### Instruction
Swap "snail body" for "snail shell" in the lines from the line with "job: snail body" to the line with "Trace the outline of every instance of the snail", and write out only those lines with nothing else changed.

### Data to use
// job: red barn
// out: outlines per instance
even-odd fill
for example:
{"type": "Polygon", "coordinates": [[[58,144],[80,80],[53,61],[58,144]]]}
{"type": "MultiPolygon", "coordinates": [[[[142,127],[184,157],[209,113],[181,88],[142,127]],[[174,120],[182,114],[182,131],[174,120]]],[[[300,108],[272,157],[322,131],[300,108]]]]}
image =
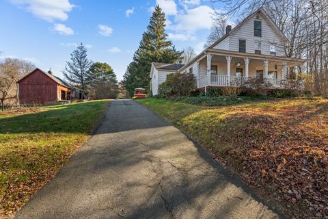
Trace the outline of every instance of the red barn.
{"type": "Polygon", "coordinates": [[[49,71],[39,68],[23,77],[18,83],[20,104],[44,104],[67,100],[70,97],[70,86],[49,71]]]}

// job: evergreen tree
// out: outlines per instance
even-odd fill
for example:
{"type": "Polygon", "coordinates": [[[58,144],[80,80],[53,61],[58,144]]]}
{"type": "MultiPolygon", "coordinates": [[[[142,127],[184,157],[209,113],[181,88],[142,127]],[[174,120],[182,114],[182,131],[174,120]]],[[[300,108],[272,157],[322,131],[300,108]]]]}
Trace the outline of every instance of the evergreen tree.
{"type": "Polygon", "coordinates": [[[124,76],[124,86],[131,94],[135,88],[148,90],[152,62],[176,63],[180,60],[182,53],[177,51],[172,42],[166,39],[165,23],[165,14],[156,5],[139,48],[135,52],[133,60],[124,76]]]}
{"type": "Polygon", "coordinates": [[[92,99],[115,98],[118,80],[113,68],[107,63],[95,62],[87,74],[89,96],[92,99]]]}
{"type": "Polygon", "coordinates": [[[70,62],[66,62],[63,72],[66,80],[83,93],[87,92],[87,73],[92,62],[87,58],[87,49],[82,42],[70,53],[70,62]]]}
{"type": "Polygon", "coordinates": [[[86,76],[87,83],[109,81],[113,83],[118,83],[118,79],[113,68],[105,62],[96,62],[92,64],[86,76]]]}

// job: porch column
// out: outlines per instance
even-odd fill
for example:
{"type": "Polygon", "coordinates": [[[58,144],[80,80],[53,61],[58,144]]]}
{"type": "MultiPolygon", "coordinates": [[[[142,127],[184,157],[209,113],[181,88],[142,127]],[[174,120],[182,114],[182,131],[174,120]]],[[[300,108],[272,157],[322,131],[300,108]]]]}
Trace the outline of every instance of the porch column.
{"type": "Polygon", "coordinates": [[[231,77],[230,64],[231,64],[231,60],[232,59],[232,57],[230,55],[228,55],[228,56],[226,56],[226,59],[227,59],[228,85],[230,86],[230,77],[231,77]]]}
{"type": "Polygon", "coordinates": [[[284,62],[284,75],[282,75],[283,79],[287,79],[287,62],[284,62]]]}
{"type": "Polygon", "coordinates": [[[207,54],[207,85],[210,86],[210,62],[212,61],[212,57],[213,55],[207,54]]]}
{"type": "Polygon", "coordinates": [[[269,60],[264,60],[264,78],[268,78],[269,60]]]}
{"type": "Polygon", "coordinates": [[[305,62],[301,64],[299,68],[301,68],[301,73],[304,74],[305,73],[305,62]]]}
{"type": "Polygon", "coordinates": [[[200,87],[200,81],[198,81],[200,79],[200,61],[196,62],[196,70],[197,88],[198,88],[200,87]]]}
{"type": "Polygon", "coordinates": [[[248,73],[248,64],[249,64],[249,57],[244,57],[245,61],[245,77],[249,77],[248,73]]]}

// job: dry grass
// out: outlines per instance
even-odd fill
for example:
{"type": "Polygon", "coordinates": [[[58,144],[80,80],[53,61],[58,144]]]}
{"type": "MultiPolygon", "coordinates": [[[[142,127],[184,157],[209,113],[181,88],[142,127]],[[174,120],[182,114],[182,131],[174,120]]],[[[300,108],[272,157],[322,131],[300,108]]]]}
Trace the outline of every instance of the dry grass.
{"type": "Polygon", "coordinates": [[[271,190],[287,215],[328,216],[328,100],[214,108],[181,103],[180,110],[176,102],[138,101],[172,120],[249,184],[271,190]]]}

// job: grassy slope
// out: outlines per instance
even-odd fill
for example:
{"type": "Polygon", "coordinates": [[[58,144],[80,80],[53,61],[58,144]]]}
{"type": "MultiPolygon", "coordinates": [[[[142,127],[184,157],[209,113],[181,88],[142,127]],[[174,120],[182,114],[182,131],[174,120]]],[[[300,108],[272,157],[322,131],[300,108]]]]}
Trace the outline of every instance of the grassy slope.
{"type": "Polygon", "coordinates": [[[328,214],[328,100],[219,107],[137,101],[182,128],[249,184],[273,188],[292,214],[328,214]]]}
{"type": "Polygon", "coordinates": [[[90,136],[108,102],[0,112],[0,217],[14,212],[55,175],[90,136]]]}

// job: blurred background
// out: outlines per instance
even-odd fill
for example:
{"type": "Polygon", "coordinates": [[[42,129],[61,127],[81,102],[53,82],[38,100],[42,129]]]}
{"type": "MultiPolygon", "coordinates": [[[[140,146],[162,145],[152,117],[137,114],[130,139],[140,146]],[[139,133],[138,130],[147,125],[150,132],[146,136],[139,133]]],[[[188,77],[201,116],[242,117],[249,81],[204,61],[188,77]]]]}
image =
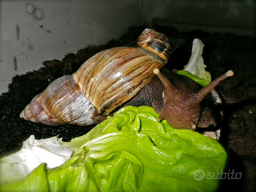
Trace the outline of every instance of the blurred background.
{"type": "Polygon", "coordinates": [[[255,36],[254,0],[0,0],[0,94],[16,75],[132,26],[255,36]]]}

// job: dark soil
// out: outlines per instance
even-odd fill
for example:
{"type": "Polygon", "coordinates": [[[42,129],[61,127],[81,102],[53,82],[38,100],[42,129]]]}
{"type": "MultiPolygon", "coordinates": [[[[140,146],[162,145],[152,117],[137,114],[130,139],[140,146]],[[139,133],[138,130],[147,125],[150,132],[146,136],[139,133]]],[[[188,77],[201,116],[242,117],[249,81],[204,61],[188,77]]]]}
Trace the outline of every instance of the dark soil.
{"type": "MultiPolygon", "coordinates": [[[[217,90],[223,99],[224,121],[220,142],[228,154],[225,173],[235,178],[223,179],[219,191],[256,191],[256,39],[233,33],[209,33],[202,31],[181,33],[174,28],[155,26],[158,31],[173,38],[186,40],[171,54],[167,68],[182,69],[190,58],[192,42],[200,38],[205,44],[203,58],[213,79],[233,70],[235,75],[222,82],[217,90]]],[[[37,71],[17,75],[9,91],[0,96],[0,154],[6,156],[19,150],[30,135],[36,139],[58,135],[63,141],[86,134],[91,127],[65,125],[48,127],[21,119],[20,112],[31,99],[55,79],[75,72],[85,60],[100,50],[133,45],[144,28],[133,27],[119,40],[107,44],[88,46],[76,53],[66,55],[62,60],[43,63],[37,71]]],[[[86,44],[86,43],[85,43],[86,44]]],[[[228,176],[228,175],[227,175],[228,176]]]]}

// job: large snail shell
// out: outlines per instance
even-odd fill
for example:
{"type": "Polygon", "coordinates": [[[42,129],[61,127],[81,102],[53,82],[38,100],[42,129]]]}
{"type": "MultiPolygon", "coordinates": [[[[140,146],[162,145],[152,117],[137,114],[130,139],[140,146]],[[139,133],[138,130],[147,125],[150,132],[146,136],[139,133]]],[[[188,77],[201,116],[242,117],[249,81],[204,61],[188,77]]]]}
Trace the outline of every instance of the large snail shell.
{"type": "Polygon", "coordinates": [[[100,113],[109,114],[131,99],[153,77],[156,62],[135,48],[99,53],[73,74],[75,82],[100,113]]]}
{"type": "Polygon", "coordinates": [[[154,76],[153,70],[161,69],[166,62],[169,41],[158,34],[146,29],[139,37],[141,48],[118,47],[98,53],[73,75],[49,85],[26,107],[21,117],[48,125],[100,122],[134,97],[154,76]],[[155,46],[155,38],[160,37],[166,48],[160,46],[161,49],[149,53],[150,42],[155,46]],[[143,48],[142,41],[148,46],[143,48]]]}

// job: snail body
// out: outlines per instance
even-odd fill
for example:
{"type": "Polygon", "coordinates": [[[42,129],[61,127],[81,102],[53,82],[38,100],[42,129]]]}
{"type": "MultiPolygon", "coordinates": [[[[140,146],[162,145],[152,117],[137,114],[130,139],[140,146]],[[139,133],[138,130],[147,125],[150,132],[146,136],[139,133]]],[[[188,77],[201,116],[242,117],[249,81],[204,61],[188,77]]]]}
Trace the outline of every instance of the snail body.
{"type": "Polygon", "coordinates": [[[171,47],[161,33],[145,29],[139,48],[101,51],[72,75],[61,77],[36,95],[20,114],[36,123],[55,126],[96,124],[133,97],[167,62],[171,47]]]}
{"type": "Polygon", "coordinates": [[[174,78],[172,75],[170,80],[159,69],[154,69],[154,73],[164,87],[162,100],[152,103],[154,110],[160,115],[158,121],[164,119],[174,128],[191,130],[210,124],[211,119],[203,117],[206,113],[203,112],[201,102],[220,82],[234,75],[229,70],[198,89],[196,82],[183,75],[176,74],[174,78]]]}

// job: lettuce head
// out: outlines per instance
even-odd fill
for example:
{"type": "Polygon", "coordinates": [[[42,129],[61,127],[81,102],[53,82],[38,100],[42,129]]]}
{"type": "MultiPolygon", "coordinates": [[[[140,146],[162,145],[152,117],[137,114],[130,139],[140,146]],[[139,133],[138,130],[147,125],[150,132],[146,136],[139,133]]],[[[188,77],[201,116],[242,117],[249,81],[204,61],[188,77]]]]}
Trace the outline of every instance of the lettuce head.
{"type": "Polygon", "coordinates": [[[62,165],[41,164],[1,191],[214,191],[226,152],[218,141],[175,129],[150,107],[126,107],[87,134],[60,144],[62,165]]]}

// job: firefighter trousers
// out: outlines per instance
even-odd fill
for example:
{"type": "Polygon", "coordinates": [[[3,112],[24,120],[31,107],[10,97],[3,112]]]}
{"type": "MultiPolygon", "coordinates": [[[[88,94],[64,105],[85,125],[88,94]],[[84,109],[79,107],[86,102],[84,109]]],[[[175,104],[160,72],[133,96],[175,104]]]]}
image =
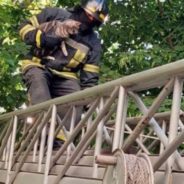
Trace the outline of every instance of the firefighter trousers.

### Finished answer
// job: snail shell
// out: outlines per instance
even-odd fill
for example:
{"type": "Polygon", "coordinates": [[[42,129],[61,127],[81,102],[53,82],[38,100],[42,129]]]}
{"type": "MultiPolygon", "coordinates": [[[[140,146],[162,145],[152,117],[137,114],[130,139],[140,146]],[[139,133],[138,130],[147,125],[150,132],[146,136],[139,133]]],[[[188,77],[201,116],[242,117],[249,81],[204,61],[188,77]]]]}
Trace the outline of every instance of the snail shell.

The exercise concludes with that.